::: Stored rows :::

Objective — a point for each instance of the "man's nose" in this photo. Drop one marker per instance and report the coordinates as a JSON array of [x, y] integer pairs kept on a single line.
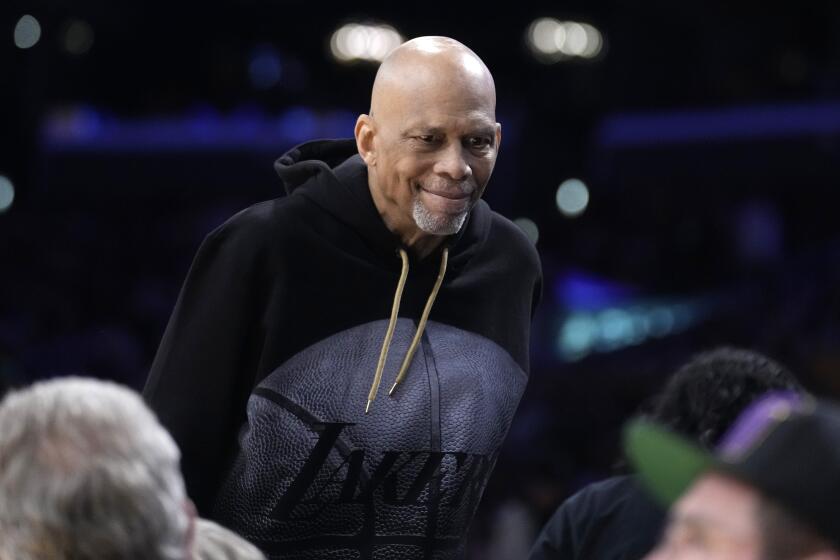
[[453, 163]]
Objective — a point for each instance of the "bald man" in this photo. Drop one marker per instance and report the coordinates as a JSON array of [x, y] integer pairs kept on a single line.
[[343, 363]]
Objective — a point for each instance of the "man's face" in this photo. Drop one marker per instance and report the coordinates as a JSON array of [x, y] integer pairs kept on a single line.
[[716, 519], [435, 154]]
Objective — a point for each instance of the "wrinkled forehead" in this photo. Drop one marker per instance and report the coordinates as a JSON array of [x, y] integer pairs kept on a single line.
[[445, 122], [431, 105]]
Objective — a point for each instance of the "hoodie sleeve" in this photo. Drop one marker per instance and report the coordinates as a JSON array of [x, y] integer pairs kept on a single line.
[[206, 363]]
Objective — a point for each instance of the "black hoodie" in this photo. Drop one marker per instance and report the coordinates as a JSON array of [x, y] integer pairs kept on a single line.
[[264, 371]]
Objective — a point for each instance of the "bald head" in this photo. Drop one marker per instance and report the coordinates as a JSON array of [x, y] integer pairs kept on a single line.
[[430, 66], [430, 140]]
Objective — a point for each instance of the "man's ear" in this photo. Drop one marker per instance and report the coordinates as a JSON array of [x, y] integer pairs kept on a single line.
[[365, 132]]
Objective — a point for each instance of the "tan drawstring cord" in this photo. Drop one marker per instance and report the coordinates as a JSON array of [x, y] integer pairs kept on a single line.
[[389, 335], [422, 325]]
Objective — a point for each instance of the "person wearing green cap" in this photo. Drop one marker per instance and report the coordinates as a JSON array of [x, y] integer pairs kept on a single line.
[[770, 491]]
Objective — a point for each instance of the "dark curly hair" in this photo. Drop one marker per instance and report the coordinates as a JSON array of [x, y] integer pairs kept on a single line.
[[706, 395]]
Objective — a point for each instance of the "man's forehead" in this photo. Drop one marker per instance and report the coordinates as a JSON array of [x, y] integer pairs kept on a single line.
[[439, 121], [718, 502]]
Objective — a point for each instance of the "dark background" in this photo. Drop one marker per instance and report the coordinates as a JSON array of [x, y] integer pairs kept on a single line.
[[708, 136]]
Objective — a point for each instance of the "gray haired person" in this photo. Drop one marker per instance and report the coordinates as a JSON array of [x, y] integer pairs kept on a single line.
[[87, 472]]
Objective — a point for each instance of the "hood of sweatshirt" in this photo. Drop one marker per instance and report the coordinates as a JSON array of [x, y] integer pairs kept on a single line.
[[332, 174]]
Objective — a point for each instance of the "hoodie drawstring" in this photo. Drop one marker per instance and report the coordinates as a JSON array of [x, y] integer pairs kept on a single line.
[[389, 334]]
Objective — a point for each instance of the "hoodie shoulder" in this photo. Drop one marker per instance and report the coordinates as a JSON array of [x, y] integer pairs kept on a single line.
[[508, 239]]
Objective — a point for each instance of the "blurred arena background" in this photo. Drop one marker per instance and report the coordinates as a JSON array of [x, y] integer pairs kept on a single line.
[[676, 164]]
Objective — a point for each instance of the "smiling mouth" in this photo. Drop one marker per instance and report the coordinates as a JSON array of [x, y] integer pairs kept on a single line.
[[457, 195]]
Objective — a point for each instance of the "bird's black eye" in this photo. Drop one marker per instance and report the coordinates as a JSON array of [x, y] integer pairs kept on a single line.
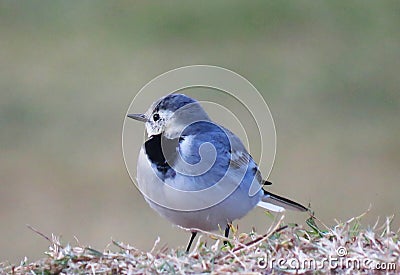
[[156, 117]]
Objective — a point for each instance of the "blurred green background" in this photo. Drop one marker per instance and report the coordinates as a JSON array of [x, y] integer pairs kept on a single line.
[[329, 71]]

:::

▸ Goal: Extract each line of the entries above that contains the string "gray", treating uppercase and lowercase letters as distinct.

▸ Problem solution:
Objective — a point for each instance of the "gray haired person" in this photo. Drop one marker per instance and report the coordinates as a JSON array of [x, y] integer pairs kept on a single line.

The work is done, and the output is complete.